**Text block**
□ □ □
As someone who lives across multiple countries, ethnicities, languages, and cultures, Rifka is poised to see both differences and commonalities. Learning to navigate the worlds of Russia, Poland, Belgium, and the US, Rifka decides to care for others, drawing on empathy as an alternative to judgment. Rifka does not hold on to misperceptions of who individuals are; she sees people not as stereotypes, but as individuals with humanity and dignity.

Writing as Freedom

Writing in general is a constant theme in Letters from Rifka, given that the novel comprises Rifka’s letters to Tovah. Poetic writing in particular is another presence in the novel, as Rifka writes these letters within the pages of a book of Pushkin’s poetry, and the novel includes excerpts from Pushkin’s poetry at the start of each letter. Initially, it is Pushkin’s writing that provides Rifka solace, accompanying her as she makes her way out of Russia and toward freedom. At the same time, Pushkin’s writing has a more literal utility in helping her family toward freedom: Early in the novel, when Rifka sits on the train platform as Russian soldiers search the boxcars (near her hiding family), a soldier asks what is in Rifka’s bag that makes it so heavy. She insists that it is books, saying, “I like to read,” and holds up her volume of Pushkin as proof (12). The soldier moves on, and Rifka’s family secretly escapes.
□ □ □
**Required tasks**
[1] In the Letters from Rifka passage, inside what does Rifka write her letters to Tovah?
[2] Please explain, in one to three sentences, why the Letters from Rifka passage calls writing in general a constant theme of the novel.

**Data below**
□ □ □
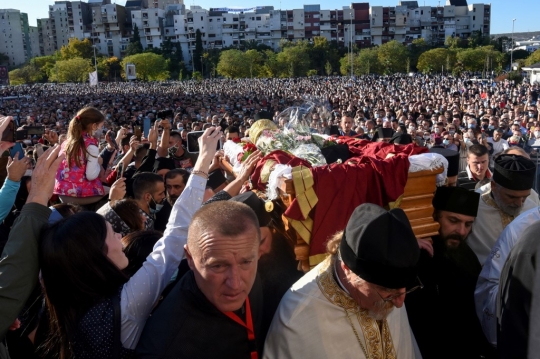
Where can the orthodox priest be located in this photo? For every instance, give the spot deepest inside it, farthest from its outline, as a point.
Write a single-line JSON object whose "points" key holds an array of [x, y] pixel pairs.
{"points": [[351, 304], [511, 185]]}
□ □ □
**Answers for the tasks**
[1] She writes them within the pages of a book of Pushkin's poetry.

[2] Writing is a constant theme because the novel is made up of Rifka's letters to Tovah.